Your task: Return each line of the listing below unchanged and in its original order.

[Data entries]
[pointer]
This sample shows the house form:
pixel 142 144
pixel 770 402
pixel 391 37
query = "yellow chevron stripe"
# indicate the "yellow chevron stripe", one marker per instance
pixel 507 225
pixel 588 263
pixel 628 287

Exercise response:
[pointer]
This sample shows the house form:
pixel 142 144
pixel 770 402
pixel 391 37
query = "yellow chevron stripe"
# indicate the "yellow chevron stripe", one marker per instance
pixel 507 225
pixel 588 263
pixel 628 287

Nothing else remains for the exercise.